• [TASK INPUTS]
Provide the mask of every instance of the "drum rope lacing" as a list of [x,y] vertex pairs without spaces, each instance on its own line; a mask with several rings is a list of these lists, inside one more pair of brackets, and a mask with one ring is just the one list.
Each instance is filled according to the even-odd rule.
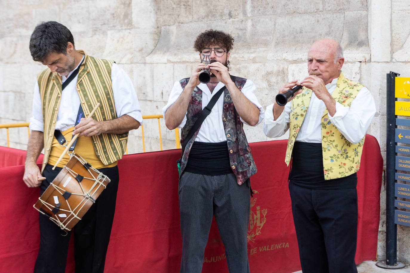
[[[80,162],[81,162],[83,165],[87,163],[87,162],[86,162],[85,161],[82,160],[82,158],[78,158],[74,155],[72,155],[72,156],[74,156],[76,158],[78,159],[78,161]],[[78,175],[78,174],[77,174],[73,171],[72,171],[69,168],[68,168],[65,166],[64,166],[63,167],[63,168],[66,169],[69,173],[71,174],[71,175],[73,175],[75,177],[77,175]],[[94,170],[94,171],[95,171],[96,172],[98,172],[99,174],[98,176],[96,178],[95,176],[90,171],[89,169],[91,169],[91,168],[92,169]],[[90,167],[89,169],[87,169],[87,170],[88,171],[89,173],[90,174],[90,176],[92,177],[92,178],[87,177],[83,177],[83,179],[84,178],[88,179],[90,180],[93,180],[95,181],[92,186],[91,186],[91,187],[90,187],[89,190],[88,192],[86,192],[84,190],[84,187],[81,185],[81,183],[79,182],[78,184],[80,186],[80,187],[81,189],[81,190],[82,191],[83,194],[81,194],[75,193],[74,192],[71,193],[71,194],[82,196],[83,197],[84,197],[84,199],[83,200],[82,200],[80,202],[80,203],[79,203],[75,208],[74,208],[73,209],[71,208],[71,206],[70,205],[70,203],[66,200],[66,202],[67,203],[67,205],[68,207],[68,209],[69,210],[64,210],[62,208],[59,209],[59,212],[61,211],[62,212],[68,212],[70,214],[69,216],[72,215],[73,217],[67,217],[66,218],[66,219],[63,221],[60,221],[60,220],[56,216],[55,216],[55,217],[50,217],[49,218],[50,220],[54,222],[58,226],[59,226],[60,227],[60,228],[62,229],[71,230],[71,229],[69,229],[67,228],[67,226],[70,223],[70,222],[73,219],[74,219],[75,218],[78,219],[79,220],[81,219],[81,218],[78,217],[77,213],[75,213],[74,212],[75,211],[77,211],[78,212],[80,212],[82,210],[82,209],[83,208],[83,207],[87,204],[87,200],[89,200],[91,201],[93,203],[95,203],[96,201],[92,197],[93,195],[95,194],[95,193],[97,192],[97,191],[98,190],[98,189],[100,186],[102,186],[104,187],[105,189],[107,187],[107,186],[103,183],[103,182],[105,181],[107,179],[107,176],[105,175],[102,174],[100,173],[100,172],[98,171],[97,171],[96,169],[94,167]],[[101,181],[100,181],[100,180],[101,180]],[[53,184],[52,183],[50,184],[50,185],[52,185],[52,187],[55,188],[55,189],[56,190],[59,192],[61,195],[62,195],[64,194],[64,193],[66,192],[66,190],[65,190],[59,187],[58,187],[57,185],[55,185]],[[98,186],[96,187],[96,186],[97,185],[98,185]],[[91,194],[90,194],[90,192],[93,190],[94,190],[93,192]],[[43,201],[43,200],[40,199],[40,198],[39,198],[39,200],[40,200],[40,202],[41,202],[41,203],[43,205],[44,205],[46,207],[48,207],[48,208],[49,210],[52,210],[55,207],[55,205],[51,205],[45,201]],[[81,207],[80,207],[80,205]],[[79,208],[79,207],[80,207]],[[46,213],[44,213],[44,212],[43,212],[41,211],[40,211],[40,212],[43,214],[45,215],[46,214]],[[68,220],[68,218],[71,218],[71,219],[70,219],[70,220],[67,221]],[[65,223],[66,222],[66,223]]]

==

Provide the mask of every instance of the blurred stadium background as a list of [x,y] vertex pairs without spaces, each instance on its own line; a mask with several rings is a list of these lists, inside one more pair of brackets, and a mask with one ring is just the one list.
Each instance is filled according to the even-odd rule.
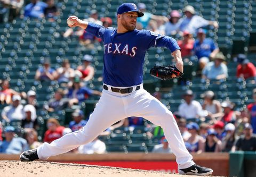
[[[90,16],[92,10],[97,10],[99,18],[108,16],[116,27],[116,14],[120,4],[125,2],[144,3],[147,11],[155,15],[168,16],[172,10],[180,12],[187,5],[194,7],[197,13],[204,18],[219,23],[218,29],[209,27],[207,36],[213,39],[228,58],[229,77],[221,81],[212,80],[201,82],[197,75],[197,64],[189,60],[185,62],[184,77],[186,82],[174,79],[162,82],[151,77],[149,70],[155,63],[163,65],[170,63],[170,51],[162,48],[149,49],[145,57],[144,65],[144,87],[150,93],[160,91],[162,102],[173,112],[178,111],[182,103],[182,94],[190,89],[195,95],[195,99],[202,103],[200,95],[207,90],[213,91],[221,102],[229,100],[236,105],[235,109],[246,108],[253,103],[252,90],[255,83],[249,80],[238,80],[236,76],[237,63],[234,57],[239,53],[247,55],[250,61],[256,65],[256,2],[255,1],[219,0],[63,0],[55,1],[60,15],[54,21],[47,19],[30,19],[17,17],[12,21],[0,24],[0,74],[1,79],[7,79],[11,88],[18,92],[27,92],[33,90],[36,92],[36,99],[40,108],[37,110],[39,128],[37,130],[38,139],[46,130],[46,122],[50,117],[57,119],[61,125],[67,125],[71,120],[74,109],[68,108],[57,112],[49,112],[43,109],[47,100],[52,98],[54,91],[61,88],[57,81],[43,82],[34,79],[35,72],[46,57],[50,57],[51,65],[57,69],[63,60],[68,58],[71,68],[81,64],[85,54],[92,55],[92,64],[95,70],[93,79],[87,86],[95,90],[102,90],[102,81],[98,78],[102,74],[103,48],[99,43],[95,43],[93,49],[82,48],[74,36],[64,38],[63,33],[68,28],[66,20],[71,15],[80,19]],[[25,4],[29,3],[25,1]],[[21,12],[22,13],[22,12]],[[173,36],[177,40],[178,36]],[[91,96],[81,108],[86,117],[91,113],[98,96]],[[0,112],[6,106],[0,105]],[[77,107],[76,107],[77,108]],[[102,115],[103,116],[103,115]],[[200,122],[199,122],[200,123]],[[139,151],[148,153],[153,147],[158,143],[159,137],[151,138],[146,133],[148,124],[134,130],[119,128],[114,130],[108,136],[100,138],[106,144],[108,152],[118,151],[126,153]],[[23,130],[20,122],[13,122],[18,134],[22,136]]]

• [EXERCISE PROMPT] Extract every line of the records that contains the string "without", matching case exactly.

• [PROBLEM SOLUTION]
Provide the mask of every instance of the "drum rope lacing" as a list of [x,y] vertex pairs without spaces, each instance on its own line; a mask with several rings is a list of these lists, inside one more pair of brackets, and a mask with one ring is just the one list.
Provide the mask of every instance of the blurred stadium background as a list of [x,y] vertex pairs without spaces, each instance on its own line; a mask with several rings is a list of these lists, inside one more pair of brackets, and a mask with one ring is just the one list.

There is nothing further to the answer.